Records drawn from a data source:
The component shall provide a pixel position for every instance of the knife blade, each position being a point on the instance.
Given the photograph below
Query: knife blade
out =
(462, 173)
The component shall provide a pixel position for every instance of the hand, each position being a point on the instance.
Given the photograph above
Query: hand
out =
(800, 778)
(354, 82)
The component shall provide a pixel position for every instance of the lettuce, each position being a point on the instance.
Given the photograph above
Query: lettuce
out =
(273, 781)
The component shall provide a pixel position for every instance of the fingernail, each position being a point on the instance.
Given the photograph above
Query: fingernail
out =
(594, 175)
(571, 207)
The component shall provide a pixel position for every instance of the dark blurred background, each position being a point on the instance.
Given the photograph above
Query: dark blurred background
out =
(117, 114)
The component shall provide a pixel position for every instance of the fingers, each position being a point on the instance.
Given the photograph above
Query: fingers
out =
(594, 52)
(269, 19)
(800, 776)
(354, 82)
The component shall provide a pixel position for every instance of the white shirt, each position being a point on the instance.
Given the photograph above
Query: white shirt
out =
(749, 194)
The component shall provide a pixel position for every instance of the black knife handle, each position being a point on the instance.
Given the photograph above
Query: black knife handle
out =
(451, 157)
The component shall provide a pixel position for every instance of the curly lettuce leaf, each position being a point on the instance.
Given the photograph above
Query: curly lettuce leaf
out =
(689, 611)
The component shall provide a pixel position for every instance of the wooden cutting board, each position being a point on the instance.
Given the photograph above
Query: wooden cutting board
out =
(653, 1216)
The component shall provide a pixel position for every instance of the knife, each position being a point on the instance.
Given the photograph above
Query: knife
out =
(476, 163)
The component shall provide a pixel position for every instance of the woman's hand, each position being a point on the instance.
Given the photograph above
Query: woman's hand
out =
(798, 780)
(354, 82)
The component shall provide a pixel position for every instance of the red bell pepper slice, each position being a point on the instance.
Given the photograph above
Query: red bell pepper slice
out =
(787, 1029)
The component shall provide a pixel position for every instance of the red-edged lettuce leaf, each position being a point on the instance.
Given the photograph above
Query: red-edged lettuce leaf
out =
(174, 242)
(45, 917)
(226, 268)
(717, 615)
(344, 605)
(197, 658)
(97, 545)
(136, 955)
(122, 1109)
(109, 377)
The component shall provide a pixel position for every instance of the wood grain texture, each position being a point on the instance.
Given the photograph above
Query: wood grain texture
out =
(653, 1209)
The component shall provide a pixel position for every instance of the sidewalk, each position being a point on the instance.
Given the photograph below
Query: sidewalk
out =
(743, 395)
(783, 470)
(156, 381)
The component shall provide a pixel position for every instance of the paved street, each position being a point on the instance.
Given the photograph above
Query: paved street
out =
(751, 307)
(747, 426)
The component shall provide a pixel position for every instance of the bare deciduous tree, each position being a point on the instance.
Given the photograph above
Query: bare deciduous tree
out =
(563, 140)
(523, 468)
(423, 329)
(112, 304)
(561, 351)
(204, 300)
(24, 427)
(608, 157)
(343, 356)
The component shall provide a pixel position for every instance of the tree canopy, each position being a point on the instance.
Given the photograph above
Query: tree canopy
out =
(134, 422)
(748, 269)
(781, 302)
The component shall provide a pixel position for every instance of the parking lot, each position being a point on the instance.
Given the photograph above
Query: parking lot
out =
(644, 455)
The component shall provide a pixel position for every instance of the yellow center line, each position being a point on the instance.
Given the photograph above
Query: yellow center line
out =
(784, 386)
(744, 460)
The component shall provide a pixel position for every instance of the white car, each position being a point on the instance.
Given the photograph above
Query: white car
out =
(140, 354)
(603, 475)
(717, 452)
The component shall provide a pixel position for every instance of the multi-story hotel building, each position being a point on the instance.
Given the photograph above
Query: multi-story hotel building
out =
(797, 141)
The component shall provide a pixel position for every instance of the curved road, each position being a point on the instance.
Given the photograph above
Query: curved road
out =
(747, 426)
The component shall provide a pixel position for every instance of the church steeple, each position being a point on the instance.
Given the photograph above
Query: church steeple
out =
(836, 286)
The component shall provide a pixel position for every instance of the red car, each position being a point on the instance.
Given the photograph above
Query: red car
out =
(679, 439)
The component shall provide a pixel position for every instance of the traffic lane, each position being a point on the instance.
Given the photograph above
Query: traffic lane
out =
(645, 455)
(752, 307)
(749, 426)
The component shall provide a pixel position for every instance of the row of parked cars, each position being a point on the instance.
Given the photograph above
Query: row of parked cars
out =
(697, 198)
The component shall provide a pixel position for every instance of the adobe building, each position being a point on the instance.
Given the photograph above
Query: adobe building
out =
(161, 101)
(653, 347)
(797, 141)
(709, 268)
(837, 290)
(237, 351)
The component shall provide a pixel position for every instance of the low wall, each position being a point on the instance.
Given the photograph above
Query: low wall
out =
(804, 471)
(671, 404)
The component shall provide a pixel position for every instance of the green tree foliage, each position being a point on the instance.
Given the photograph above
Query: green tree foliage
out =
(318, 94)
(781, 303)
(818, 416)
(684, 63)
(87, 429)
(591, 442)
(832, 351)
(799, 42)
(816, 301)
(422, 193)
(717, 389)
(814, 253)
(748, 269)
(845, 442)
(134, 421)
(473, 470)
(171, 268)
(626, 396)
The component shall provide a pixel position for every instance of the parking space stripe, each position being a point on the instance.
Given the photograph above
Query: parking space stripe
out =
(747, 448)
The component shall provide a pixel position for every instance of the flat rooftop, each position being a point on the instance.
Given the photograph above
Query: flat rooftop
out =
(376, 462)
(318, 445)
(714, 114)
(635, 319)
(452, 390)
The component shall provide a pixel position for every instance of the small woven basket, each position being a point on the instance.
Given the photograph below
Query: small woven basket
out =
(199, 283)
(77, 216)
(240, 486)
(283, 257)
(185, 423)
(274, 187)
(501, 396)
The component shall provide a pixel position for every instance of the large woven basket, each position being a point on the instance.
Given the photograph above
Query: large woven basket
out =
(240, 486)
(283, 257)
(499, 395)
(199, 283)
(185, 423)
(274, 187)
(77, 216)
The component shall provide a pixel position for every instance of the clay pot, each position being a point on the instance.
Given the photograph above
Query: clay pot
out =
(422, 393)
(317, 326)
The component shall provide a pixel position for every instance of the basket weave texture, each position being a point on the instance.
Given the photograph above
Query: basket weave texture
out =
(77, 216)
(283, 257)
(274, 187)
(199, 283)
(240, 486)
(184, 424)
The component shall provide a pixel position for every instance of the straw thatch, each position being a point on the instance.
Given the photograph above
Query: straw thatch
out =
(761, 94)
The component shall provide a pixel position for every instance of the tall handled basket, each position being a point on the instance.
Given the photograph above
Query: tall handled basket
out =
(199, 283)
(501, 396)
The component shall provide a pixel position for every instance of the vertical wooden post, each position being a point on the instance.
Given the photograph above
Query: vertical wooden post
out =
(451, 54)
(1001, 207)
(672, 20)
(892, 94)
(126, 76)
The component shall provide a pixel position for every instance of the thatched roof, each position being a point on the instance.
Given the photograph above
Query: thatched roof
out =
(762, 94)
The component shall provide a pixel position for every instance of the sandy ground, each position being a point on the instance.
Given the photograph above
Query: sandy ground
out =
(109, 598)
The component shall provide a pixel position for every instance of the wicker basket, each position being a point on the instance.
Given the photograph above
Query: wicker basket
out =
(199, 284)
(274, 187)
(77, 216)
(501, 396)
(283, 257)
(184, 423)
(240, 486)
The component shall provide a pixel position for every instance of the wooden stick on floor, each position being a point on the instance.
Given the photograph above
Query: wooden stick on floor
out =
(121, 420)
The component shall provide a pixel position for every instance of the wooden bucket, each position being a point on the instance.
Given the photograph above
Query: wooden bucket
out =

(CHALLENGE): Reproduce every one of the records above verbatim, omitting none of them.

(EXERCISE SOLUTION):
The component shall provide a pixel position for every instance of the knife blade, each position being a point on the instance.
Given the photograph below
Query: knife blade
out =
(462, 173)
The component shall provide a pixel position for every instance of the hand, each position being a point on the instance.
Given the photograph above
Query: hand
out =
(800, 778)
(354, 82)
The component shall provide a pixel position for every instance of the lettuce, each position being a point on the instance.
Given the photograph above
Query: lettuce
out =
(273, 781)
The component shall provide a pixel position for every instance of the fingernail, each position being a point on the instance.
Given the photograph above
Query: fingernail
out =
(594, 175)
(571, 207)
The component shall provide a pixel position for every instance of the dark blurred background, each position being a point on the instance.
Given the photograph above
Query: dark blurred background
out =
(117, 114)
The component shall provide a pixel position for every instance of the fingers, each position being a point on the instance.
Given the photograph above
Query: fingers
out =
(594, 52)
(269, 19)
(800, 776)
(354, 82)
The component shall provide a pixel position for every instance of the white shirt, each position being a point on the instance.
Given the photograph above
Query: white shirt
out =
(749, 194)
The component shall provide a pixel position for every instance of the black knife handle, each position being a point on the instance.
Given the photograph above
Query: black knife handle
out =
(451, 157)
The component shall provide a pixel position for every instance of the curly lettuce leaf, each position being a point on the instance.
Given the photograph above
Query: curly lettuce leaf
out =
(689, 611)
The component shall provide a pixel position for every instance of the wooden cutting board, each position being a point on the instance.
Given the photograph above
Query: wooden cutting board
out =
(653, 1216)
The component shall provide a pixel position for every instance of the knife, each position being a point on the instance.
Given the photograph above
Query: knife
out =
(476, 163)
The component shall provide a pixel position for every instance of the woman's hand, each position being a point on the instance.
Given the photograph above
Query: woman's hand
out =
(798, 780)
(354, 82)
The component shall provide a pixel position for every instance of the red bell pepper slice, each position being a point on the instance.
Given the photograph above
Query: red bell pepper slice
out =
(787, 1029)
The component shall provide a pixel position for every instance of the red-edged lettuce leaf, each position being a point on the instance.
Given the photograph above
Query: red-edged lettuce leaf
out =
(174, 242)
(45, 917)
(226, 268)
(717, 615)
(344, 605)
(197, 658)
(97, 545)
(136, 955)
(122, 1109)
(109, 377)
The component shall provide a pixel position for every instance of the wood grain texture, each position being a point on the instance.
Given the photograph above
Query: wood grain texture
out =
(653, 1209)
The component shall provide a pixel position for every instance of the sidewalk, each position being a point on the instance.
Given the photograph below
Query: sidewalk
out =
(743, 395)
(783, 470)
(156, 381)
The component shall provide a pixel position for every instance of the paved street, each position being a point on the instance.
Given the photograph above
Query: paved street
out =
(751, 307)
(747, 426)
The component shall provide a pixel position for every instance of the bare deciduous tree, each position being a point on the instance.
Given the photograph above
Query: bare deciduous tree
out =
(563, 140)
(523, 468)
(423, 329)
(112, 304)
(561, 351)
(204, 300)
(24, 427)
(608, 157)
(343, 356)
The component shall provide a pixel position for every instance of the tree canopy, each position being a point on the instance.
Given the photograph above
Query: tree canopy
out =
(134, 422)
(748, 269)
(781, 302)
The component shall provide a pixel position for every instance of the parking lot, each position being a point on the instance.
Given the photograph above
Query: parking lot
out =
(644, 455)
The component shall provide a pixel position for every instance of the yellow center line, each position being a point on the instance.
Given the photograph above
Query: yellow center line
out =
(784, 386)
(744, 460)
The component shall provide a pixel position for every instance of the white car, each position being a point on the instance.
Given the photograph above
Query: white car
out =
(140, 354)
(603, 475)
(717, 452)
The component shall provide a pixel position for every instance of the multi-story hotel building, each position being a point on the instance.
Given the photograph above
Query: multi-story hotel building
out =
(797, 141)
The component shall provide a pixel position for every instance of the curved road, each position being a point on the instance.
Given the photograph above
Query: curved road
out =
(747, 426)
The component shall provide a pixel position for every instance of the church steeple, each position being a point on the instance.
Given the photograph above
Query: church steeple
out =
(836, 286)
The component shall provide a pixel position for every instance of the red car, each position being a point on the instance.
Given the photograph above
Query: red car
out =
(679, 439)
The component shall provide a pixel position for every instance of the traffic lane, each position being a point on the instance.
Given the photograph above
Query: traffic lane
out =
(645, 455)
(752, 307)
(749, 426)
The component shall provide a pixel position for every instance of the row of parked cars, each position being a point on the instance.
Given the photograph above
Query: row of parked cars
out =
(697, 198)
The component shall provide a pixel position for every instance of the adobe building, each position being a point on the instance.
Given the photograph above
Query: adobe building
out =
(161, 101)
(653, 347)
(797, 141)
(709, 268)
(837, 290)
(237, 351)
The component shall provide a pixel position for every instance of the low wall, each position being a point on the instance.
Given the photograph above
Query: low wall
out =
(804, 471)
(671, 404)
The component shall provide a pixel position for every instance of the green tree foliage, each position being a point on the instance.
Given the photograph above
Query: green tree foliage
out =
(318, 94)
(781, 303)
(818, 416)
(684, 63)
(87, 429)
(591, 442)
(832, 351)
(799, 42)
(816, 301)
(422, 193)
(717, 389)
(814, 253)
(748, 269)
(845, 442)
(134, 421)
(473, 470)
(171, 268)
(626, 396)
The component shall provide a pixel position for every instance of the parking space stripe, each position being a point on the instance.
Given the photograph above
Query: parking space stripe
out =
(747, 448)
The component shall provide a pixel position for every instance of the flat rooftop, each position being a point on the instance.
Given the photograph above
Query: flat rooftop
out =
(376, 462)
(318, 445)
(714, 114)
(635, 319)
(452, 390)
The component shall provide a pixel position for every instance of the small woven basket, each position being a point on the instance.
Given the photograph below
Query: small woven basket
out =
(199, 283)
(77, 216)
(240, 486)
(283, 257)
(185, 423)
(274, 187)
(501, 396)
The component shall provide a pixel position for every instance of the large woven basket, each position being a point on the instance.
Given the photograph above
Query: large woven basket
out =
(240, 486)
(283, 257)
(499, 395)
(199, 283)
(185, 423)
(274, 187)
(77, 216)
The component shall provide a pixel position for every instance of the clay pot, each position being a point on the instance.
Given the photograph above
Query: clay pot
out =
(422, 393)
(317, 326)
The component shall provide a pixel position for every instance of the basket weave texture, each position being a point on the instance.
Given the photograph above
Query: basket weave texture
out =
(77, 216)
(283, 257)
(274, 187)
(199, 283)
(240, 486)
(184, 424)
The component shall provide a pixel position for every instance of the straw thatch, each position being a point on the instance.
Given the photograph above
Query: straw thatch
out =
(761, 94)
The component shall provide a pixel position for every instance of the tall handled basket, each position being a point on the instance.
Given the photograph above
Query: tall handled basket
out =
(199, 283)
(501, 396)
The component shall provide a pixel position for every instance of the vertical wooden post, each position being a point on the instance.
Given the photograph above
Query: vertical wooden post
out =
(451, 54)
(1001, 207)
(672, 20)
(892, 94)
(126, 76)
The component shall provide a pixel position for every instance of the thatched roof, each position being a point on the instance.
Given the photograph above
Query: thatched roof
out =
(762, 94)
The component shall provide a pixel position for every instance of the sandy ground, each position being a point on the instance.
Given the photograph above
Query: sandy ground
out =
(109, 598)
The component shall provide a pixel position for every instance of the wicker basket, each position being a point on the instance.
Given the photograph above
Query: wicker basket
out =
(199, 284)
(274, 187)
(77, 216)
(501, 396)
(283, 257)
(184, 423)
(240, 486)
The component shall provide a pixel position for every instance of the wooden stick on floor, each position being a point on the instance.
Given the photograph above
Query: wooden stick on floor
out =
(121, 420)
The component shall provide a pixel position for every instance of the wooden bucket, each position being a point on the instance.
Given the photograph above
Query: wooden bucket
out =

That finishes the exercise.